>>
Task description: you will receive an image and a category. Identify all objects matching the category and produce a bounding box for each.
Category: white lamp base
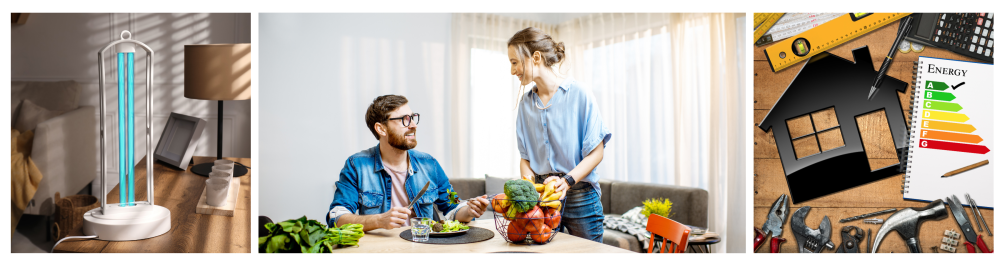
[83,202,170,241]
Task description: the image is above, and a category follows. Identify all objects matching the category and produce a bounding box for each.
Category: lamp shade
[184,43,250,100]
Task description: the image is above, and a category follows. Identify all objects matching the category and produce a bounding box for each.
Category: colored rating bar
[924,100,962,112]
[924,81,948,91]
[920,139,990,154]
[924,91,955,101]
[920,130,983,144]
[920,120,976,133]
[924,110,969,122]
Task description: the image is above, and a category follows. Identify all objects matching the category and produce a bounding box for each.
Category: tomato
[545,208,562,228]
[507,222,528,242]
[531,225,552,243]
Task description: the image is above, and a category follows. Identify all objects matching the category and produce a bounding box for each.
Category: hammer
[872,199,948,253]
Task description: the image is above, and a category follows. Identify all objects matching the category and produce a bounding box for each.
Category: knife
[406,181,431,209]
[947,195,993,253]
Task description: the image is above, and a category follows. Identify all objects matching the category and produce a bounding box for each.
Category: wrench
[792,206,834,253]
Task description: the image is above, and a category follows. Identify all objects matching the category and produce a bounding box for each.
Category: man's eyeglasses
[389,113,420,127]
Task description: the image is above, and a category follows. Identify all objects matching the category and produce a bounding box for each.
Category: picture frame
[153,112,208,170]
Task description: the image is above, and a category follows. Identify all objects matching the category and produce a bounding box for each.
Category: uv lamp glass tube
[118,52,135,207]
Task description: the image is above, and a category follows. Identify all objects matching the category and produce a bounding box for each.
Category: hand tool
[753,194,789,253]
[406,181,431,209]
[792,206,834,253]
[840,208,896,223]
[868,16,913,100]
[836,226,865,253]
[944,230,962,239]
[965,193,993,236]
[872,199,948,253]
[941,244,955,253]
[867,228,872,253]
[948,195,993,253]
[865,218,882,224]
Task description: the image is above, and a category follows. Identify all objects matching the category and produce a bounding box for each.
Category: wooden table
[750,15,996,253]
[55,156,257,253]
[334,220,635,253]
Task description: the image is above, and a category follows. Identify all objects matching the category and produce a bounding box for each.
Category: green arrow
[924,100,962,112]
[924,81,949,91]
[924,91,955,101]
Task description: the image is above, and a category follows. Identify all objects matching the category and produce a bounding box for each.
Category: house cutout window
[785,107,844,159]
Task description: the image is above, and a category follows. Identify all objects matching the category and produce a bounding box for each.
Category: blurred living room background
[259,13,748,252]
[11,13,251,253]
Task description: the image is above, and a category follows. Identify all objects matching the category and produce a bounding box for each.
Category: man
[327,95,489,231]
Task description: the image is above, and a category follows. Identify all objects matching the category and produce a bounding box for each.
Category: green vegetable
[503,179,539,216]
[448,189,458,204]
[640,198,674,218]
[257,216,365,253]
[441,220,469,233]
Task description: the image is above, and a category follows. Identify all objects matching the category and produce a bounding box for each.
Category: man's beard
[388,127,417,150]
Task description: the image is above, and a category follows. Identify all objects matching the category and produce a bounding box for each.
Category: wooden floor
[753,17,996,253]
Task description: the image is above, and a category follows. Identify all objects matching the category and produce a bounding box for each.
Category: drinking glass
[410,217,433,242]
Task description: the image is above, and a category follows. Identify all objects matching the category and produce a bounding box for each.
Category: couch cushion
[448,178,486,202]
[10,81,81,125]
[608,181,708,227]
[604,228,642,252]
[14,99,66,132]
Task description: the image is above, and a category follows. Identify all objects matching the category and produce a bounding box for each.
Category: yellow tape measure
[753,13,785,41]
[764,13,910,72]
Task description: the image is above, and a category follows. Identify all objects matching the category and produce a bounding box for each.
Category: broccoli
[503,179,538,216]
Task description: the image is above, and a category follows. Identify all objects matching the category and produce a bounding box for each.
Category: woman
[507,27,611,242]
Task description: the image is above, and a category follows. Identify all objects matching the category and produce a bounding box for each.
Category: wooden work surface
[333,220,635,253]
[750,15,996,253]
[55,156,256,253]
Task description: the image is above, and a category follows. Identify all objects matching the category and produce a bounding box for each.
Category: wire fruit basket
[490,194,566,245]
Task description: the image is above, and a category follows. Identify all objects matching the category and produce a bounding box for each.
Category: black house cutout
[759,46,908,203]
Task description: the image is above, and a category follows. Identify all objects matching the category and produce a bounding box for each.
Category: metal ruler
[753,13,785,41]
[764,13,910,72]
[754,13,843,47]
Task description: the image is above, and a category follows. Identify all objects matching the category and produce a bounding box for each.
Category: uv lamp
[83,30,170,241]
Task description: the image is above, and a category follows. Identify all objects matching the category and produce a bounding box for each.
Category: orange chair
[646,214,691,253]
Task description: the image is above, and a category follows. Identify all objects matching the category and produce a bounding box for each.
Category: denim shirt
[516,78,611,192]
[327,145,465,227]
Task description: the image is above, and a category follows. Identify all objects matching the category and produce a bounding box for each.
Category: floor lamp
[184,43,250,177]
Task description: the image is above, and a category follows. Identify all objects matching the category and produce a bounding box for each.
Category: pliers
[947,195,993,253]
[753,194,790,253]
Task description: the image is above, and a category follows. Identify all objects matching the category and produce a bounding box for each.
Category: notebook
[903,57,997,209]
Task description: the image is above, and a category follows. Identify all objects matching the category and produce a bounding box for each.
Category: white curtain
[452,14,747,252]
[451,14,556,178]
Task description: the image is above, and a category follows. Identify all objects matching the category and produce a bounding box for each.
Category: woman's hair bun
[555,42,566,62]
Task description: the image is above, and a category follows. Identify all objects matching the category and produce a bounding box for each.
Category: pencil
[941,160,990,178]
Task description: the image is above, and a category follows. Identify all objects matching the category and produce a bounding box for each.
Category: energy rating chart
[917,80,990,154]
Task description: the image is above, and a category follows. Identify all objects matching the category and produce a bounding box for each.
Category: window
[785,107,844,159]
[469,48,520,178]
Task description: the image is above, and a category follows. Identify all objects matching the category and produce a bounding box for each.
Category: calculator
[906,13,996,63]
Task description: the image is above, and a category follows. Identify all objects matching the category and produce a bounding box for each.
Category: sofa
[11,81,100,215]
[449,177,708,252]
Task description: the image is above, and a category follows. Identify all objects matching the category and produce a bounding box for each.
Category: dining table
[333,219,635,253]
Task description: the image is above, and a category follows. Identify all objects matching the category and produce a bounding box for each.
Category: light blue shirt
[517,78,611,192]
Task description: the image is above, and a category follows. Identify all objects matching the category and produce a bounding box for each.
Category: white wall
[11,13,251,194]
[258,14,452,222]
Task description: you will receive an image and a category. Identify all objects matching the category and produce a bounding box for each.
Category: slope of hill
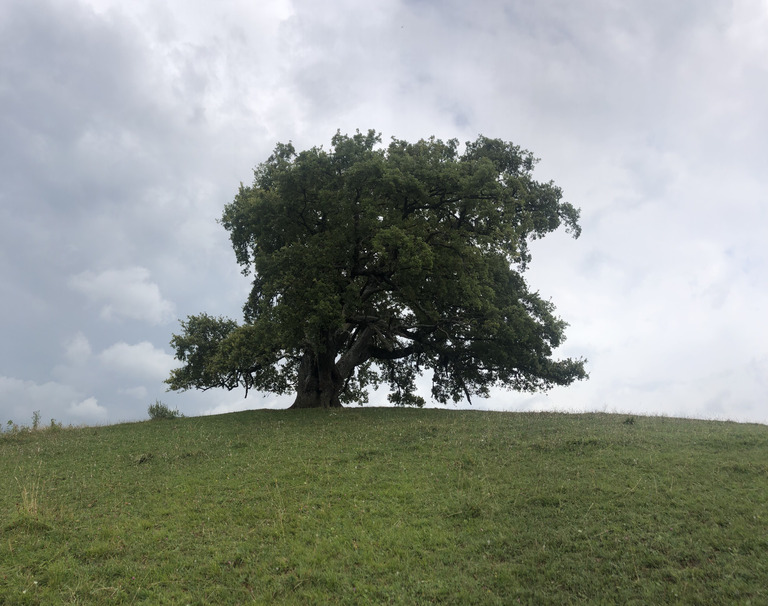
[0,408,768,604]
<<
(YOUR TASK): Please retype the records above word for word, starting at their very beginning and ending at the line that contains "[83,202,170,241]", with both of those lines included. Leave the pictures out of your answer.

(THE OUTPUT):
Task description: you will receive an image and a category. Identify all objects matching the category and produce a bounding box for each.
Category: white lamp base
[83,202,170,241]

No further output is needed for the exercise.